◆ Exercise goal
Pick out each line in the records below that contains the word "foam" and copy those lines.

□ □ □ □ □ □ □

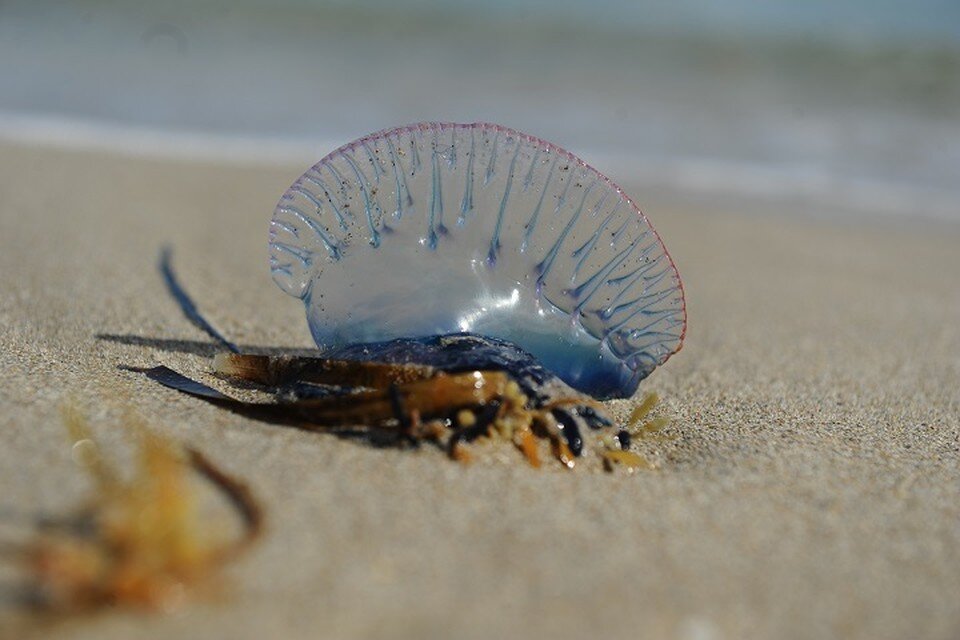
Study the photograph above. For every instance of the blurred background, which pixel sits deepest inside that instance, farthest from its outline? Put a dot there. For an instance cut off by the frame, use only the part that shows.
(843, 107)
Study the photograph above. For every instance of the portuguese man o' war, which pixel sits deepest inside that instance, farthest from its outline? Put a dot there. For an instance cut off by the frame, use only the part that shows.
(435, 229)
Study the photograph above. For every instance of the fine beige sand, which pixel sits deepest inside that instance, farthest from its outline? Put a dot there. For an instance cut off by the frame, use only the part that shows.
(811, 488)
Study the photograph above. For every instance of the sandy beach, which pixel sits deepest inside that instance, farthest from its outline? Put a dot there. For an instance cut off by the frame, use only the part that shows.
(810, 488)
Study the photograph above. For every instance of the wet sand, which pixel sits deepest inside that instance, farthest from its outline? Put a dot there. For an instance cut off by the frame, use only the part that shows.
(810, 488)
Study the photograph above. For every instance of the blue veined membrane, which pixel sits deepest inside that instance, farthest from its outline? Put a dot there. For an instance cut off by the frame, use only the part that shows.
(440, 228)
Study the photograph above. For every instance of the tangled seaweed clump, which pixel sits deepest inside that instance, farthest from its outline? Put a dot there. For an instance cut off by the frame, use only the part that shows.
(142, 541)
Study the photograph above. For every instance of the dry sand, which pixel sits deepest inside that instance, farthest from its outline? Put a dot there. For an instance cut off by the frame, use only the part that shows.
(812, 489)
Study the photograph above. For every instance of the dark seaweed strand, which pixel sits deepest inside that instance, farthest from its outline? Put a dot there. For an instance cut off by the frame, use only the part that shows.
(593, 419)
(186, 303)
(403, 418)
(485, 418)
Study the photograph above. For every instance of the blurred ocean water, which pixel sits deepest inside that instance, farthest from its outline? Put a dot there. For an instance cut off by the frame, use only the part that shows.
(854, 104)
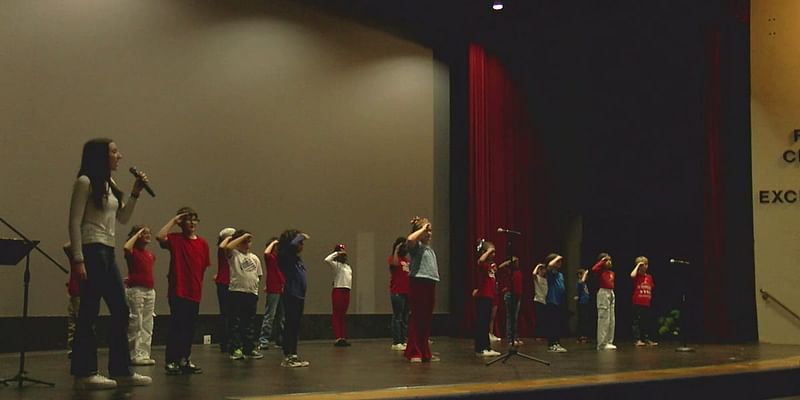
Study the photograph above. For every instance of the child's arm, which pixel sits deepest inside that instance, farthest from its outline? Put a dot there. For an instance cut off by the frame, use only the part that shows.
(132, 241)
(636, 270)
(330, 259)
(506, 263)
(600, 264)
(412, 239)
(537, 268)
(164, 231)
(231, 244)
(270, 247)
(486, 255)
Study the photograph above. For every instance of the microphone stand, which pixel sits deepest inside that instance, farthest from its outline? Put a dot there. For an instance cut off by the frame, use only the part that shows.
(512, 347)
(21, 375)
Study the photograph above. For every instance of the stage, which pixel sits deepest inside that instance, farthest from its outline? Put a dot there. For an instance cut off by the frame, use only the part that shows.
(369, 369)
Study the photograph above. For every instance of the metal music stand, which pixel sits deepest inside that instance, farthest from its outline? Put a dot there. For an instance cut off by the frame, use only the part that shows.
(512, 347)
(12, 251)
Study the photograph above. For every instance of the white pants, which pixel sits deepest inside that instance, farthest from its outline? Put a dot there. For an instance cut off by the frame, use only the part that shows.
(140, 326)
(605, 317)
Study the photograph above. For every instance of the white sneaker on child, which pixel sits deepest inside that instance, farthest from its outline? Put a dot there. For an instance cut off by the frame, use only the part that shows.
(133, 380)
(93, 382)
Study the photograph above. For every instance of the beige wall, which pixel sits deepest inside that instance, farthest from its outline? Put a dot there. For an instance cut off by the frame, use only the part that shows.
(263, 115)
(775, 108)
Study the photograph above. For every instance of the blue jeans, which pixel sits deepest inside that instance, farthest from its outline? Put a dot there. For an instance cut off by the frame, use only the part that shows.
(270, 320)
(399, 318)
(103, 280)
(512, 311)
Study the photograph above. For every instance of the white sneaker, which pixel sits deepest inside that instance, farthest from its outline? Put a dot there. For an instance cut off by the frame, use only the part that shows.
(133, 380)
(93, 382)
(487, 353)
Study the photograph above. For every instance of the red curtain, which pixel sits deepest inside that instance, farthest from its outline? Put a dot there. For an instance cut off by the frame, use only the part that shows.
(505, 179)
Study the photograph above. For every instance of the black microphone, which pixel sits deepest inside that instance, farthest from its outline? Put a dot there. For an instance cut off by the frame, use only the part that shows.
(137, 174)
(501, 230)
(676, 261)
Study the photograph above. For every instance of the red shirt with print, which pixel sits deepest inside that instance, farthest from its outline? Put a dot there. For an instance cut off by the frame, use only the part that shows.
(643, 289)
(140, 268)
(398, 283)
(605, 275)
(188, 262)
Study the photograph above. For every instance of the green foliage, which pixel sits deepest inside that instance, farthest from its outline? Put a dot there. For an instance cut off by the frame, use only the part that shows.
(669, 324)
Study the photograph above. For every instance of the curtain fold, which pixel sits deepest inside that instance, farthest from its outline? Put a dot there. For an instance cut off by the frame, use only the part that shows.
(505, 183)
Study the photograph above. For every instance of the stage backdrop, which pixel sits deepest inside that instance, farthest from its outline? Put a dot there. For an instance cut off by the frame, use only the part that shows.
(775, 101)
(263, 115)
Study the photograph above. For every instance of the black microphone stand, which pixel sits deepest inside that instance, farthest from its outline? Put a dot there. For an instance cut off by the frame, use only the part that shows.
(684, 348)
(21, 375)
(512, 347)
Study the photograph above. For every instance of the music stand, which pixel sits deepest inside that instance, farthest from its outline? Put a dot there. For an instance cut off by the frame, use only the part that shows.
(512, 347)
(12, 251)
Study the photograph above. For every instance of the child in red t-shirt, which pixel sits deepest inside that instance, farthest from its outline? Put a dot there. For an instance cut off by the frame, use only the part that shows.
(642, 297)
(189, 258)
(398, 292)
(141, 294)
(272, 324)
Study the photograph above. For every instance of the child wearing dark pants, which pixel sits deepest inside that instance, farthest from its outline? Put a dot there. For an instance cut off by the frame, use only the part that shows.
(555, 299)
(189, 258)
(245, 269)
(223, 279)
(642, 296)
(290, 245)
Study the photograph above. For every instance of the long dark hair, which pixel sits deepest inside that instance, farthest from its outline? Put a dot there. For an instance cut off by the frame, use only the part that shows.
(94, 164)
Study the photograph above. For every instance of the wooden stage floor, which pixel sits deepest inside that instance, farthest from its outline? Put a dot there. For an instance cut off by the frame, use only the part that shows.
(369, 369)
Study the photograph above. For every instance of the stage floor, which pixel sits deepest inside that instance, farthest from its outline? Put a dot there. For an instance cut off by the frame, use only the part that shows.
(370, 367)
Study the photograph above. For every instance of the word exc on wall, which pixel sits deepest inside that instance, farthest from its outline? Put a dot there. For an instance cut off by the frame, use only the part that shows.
(783, 196)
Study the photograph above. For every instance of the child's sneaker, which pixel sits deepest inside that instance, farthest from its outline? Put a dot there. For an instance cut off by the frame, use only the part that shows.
(133, 380)
(94, 382)
(254, 354)
(237, 355)
(188, 368)
(172, 369)
(294, 361)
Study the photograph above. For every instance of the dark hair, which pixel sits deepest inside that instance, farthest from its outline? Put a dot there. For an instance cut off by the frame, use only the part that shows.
(402, 251)
(239, 233)
(186, 210)
(94, 164)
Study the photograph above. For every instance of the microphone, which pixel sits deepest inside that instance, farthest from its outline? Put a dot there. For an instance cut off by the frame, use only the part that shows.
(501, 230)
(137, 174)
(676, 261)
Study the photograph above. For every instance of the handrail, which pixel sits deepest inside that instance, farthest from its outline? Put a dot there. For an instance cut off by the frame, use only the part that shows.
(766, 296)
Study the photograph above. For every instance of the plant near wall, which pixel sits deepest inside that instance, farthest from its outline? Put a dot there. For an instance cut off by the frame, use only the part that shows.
(669, 324)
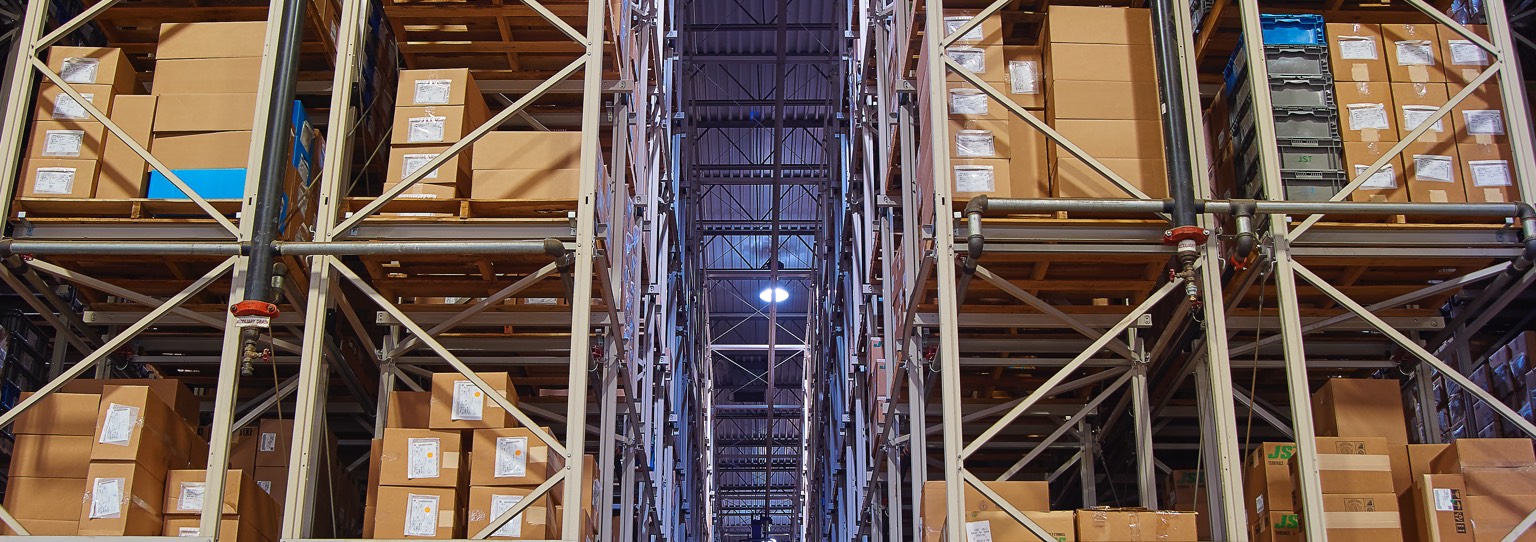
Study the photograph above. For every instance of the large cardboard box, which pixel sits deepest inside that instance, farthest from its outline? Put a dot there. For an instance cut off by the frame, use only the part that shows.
(509, 456)
(1355, 407)
(1489, 172)
(123, 169)
(1355, 52)
(423, 458)
(456, 403)
(1433, 175)
(1387, 183)
(49, 456)
(418, 512)
(535, 522)
(1132, 524)
(211, 40)
(59, 178)
(205, 112)
(1412, 52)
(122, 499)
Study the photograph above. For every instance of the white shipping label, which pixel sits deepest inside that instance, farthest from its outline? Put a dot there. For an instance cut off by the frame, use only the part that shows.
(80, 71)
(423, 458)
(1435, 168)
(953, 23)
(1384, 178)
(421, 515)
(976, 145)
(469, 401)
(1415, 115)
(979, 532)
(117, 426)
(1490, 172)
(1357, 48)
(63, 143)
(1484, 122)
(971, 59)
(512, 456)
(66, 108)
(1444, 499)
(412, 163)
(191, 496)
(106, 498)
(426, 129)
(1464, 52)
(974, 178)
(498, 505)
(1023, 77)
(1367, 117)
(968, 102)
(1415, 52)
(433, 92)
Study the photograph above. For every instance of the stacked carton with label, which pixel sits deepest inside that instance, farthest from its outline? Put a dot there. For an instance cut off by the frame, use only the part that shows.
(71, 154)
(1102, 95)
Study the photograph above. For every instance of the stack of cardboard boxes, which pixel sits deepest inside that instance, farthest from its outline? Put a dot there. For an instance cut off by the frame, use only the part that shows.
(71, 154)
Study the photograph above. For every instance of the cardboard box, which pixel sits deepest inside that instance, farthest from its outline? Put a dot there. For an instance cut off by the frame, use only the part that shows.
(94, 66)
(1412, 52)
(205, 76)
(526, 185)
(535, 522)
(49, 456)
(1387, 183)
(1099, 25)
(1025, 69)
(1100, 62)
(546, 151)
(123, 169)
(1433, 175)
(1464, 60)
(1134, 524)
(456, 403)
(1487, 172)
(423, 458)
(205, 112)
(436, 88)
(1353, 407)
(1415, 103)
(1484, 453)
(418, 512)
(1072, 178)
(1355, 52)
(1493, 518)
(211, 40)
(59, 178)
(122, 499)
(409, 409)
(1003, 527)
(1115, 100)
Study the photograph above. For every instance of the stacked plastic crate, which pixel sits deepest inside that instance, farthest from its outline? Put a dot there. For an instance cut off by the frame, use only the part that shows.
(1304, 112)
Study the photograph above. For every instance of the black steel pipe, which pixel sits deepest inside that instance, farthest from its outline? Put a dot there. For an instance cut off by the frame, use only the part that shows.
(1175, 114)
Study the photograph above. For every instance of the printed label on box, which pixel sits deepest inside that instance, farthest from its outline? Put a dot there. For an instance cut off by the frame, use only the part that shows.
(1357, 48)
(1490, 172)
(117, 426)
(498, 505)
(63, 143)
(79, 71)
(512, 456)
(423, 458)
(106, 498)
(1433, 168)
(433, 91)
(421, 515)
(469, 401)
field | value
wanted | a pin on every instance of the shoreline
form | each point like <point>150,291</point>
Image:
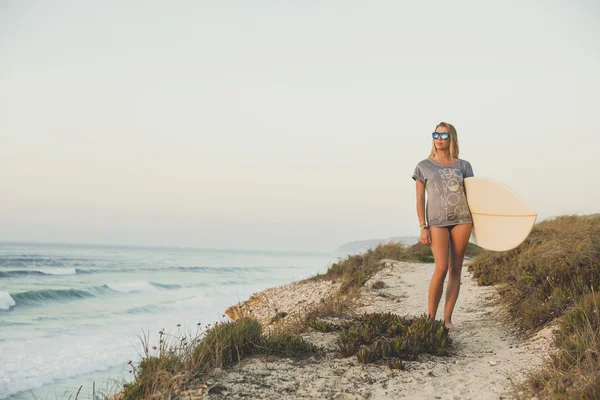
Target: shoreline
<point>487,356</point>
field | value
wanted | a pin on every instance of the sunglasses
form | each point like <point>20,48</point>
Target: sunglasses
<point>444,135</point>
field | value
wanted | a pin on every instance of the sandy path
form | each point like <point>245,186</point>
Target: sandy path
<point>486,354</point>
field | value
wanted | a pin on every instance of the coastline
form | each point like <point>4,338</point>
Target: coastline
<point>487,358</point>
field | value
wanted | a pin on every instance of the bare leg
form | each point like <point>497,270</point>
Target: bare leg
<point>459,240</point>
<point>439,247</point>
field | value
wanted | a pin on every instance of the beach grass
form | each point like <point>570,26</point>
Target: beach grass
<point>554,278</point>
<point>182,362</point>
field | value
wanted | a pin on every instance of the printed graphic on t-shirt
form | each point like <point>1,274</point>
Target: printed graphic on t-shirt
<point>451,195</point>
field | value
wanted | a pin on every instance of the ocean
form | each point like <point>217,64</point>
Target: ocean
<point>73,316</point>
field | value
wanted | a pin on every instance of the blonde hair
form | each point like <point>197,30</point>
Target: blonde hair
<point>453,140</point>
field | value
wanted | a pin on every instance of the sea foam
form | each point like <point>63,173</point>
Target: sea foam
<point>6,301</point>
<point>131,287</point>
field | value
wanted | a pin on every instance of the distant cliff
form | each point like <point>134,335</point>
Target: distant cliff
<point>360,245</point>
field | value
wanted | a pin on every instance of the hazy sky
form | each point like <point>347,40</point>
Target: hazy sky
<point>280,124</point>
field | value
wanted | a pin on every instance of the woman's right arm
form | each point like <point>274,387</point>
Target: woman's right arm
<point>425,235</point>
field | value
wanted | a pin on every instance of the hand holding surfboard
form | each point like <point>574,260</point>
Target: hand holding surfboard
<point>501,219</point>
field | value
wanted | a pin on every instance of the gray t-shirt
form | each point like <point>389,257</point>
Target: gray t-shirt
<point>446,200</point>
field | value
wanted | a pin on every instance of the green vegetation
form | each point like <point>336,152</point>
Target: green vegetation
<point>555,275</point>
<point>180,360</point>
<point>390,337</point>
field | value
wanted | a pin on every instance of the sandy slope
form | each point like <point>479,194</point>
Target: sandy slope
<point>486,354</point>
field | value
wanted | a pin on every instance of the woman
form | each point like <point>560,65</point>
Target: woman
<point>445,219</point>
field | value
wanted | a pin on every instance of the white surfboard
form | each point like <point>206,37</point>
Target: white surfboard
<point>501,219</point>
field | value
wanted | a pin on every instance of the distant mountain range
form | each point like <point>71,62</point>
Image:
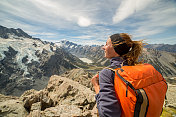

□ □ □ □ □ □ □

◆ Answer to the task
wanted | a pin on every instance of the sea foam
Target: sea foam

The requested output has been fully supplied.